• [TASK INSTRUCTIONS]:
Swap "bird's leg" for "bird's foot" in the part that opens with the line containing "like x=358, y=368." and closes with the line containing "x=334, y=498". Return only those lines, with everything else left as it is.
====== DATASET ROWS ======
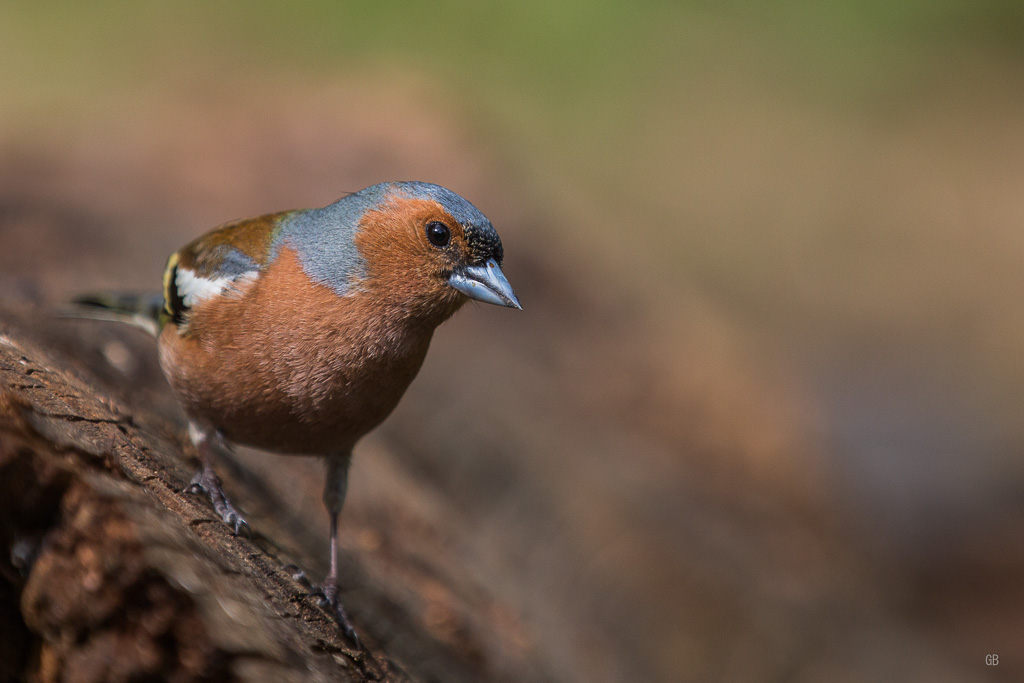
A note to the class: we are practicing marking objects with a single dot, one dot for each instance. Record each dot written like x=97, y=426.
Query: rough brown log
x=115, y=574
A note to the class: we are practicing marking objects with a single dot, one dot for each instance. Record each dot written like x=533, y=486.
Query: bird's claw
x=207, y=481
x=329, y=601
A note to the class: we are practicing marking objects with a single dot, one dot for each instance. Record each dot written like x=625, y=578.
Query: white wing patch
x=193, y=288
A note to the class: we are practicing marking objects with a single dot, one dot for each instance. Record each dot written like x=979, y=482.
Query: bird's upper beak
x=484, y=283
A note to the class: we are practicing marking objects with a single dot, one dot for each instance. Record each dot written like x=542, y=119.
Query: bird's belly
x=290, y=401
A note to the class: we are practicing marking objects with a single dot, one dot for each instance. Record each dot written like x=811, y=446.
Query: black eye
x=438, y=233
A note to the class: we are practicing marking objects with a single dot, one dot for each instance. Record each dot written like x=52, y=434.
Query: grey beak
x=485, y=283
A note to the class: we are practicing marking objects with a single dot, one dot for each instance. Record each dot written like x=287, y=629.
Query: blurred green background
x=781, y=236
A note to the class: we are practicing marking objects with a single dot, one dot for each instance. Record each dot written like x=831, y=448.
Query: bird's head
x=425, y=245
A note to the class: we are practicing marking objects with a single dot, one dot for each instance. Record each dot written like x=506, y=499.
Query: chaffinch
x=298, y=332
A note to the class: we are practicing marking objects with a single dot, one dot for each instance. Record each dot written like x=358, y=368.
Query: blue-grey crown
x=481, y=238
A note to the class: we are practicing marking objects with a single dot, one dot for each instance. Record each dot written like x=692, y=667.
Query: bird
x=298, y=332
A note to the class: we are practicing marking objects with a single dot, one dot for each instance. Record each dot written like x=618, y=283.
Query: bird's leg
x=206, y=480
x=334, y=498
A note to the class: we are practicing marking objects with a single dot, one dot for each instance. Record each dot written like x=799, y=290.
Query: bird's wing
x=221, y=262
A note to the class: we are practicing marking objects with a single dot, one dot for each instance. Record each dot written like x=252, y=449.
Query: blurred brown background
x=761, y=417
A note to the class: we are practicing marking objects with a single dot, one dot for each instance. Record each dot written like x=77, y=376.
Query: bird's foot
x=207, y=481
x=328, y=593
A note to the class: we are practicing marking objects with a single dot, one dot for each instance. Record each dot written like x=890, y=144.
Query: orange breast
x=290, y=366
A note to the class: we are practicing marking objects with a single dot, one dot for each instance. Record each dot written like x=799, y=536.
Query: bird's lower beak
x=485, y=283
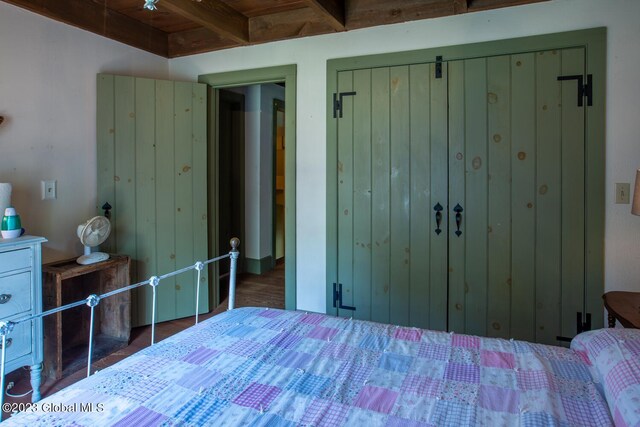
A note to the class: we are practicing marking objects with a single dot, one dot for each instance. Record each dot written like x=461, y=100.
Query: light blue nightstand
x=20, y=297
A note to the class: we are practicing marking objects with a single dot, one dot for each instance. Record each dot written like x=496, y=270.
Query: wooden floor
x=266, y=290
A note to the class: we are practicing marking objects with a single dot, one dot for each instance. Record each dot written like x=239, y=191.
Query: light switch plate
x=623, y=193
x=49, y=190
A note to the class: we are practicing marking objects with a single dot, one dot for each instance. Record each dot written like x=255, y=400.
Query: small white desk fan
x=91, y=234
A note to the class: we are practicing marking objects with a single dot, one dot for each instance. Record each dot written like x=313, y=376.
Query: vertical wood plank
x=200, y=219
x=456, y=159
x=499, y=195
x=420, y=169
x=362, y=193
x=548, y=197
x=183, y=169
x=439, y=194
x=165, y=201
x=476, y=220
x=380, y=215
x=523, y=172
x=573, y=193
x=345, y=193
x=400, y=192
x=124, y=177
x=105, y=139
x=145, y=172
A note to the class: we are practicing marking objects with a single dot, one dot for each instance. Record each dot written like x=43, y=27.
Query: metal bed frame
x=6, y=327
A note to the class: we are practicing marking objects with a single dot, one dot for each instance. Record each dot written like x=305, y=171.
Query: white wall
x=622, y=241
x=48, y=97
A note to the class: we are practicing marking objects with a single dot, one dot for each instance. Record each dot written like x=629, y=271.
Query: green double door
x=461, y=195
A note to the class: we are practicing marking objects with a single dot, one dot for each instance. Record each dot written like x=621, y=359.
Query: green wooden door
x=391, y=172
x=499, y=144
x=152, y=169
x=516, y=162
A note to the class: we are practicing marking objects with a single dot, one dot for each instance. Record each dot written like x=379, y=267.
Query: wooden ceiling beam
x=200, y=40
x=213, y=15
x=332, y=12
x=100, y=20
x=288, y=25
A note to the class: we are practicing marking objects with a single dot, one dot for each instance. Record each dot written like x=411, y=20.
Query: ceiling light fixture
x=150, y=4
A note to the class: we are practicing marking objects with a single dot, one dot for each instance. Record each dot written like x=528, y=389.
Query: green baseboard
x=258, y=266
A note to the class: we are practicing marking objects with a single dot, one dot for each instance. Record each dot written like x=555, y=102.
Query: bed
======
• [EXERCISE ANSWER]:
A note to the class: we are practicing marking objects with a single dot, one dot for each instance. Record each dot written like x=358, y=368.
Query: blue-grey crown
x=481, y=238
A note to the class: we are practicing marking objects with a single dot, one dot for each instance. Record each dot written like x=692, y=667.
Query: bird
x=298, y=332
A note to the class: we are practicing marking objects with a single dot, one dot for each instance. Record each dot written like x=618, y=283.
Query: bird's foot
x=206, y=480
x=334, y=498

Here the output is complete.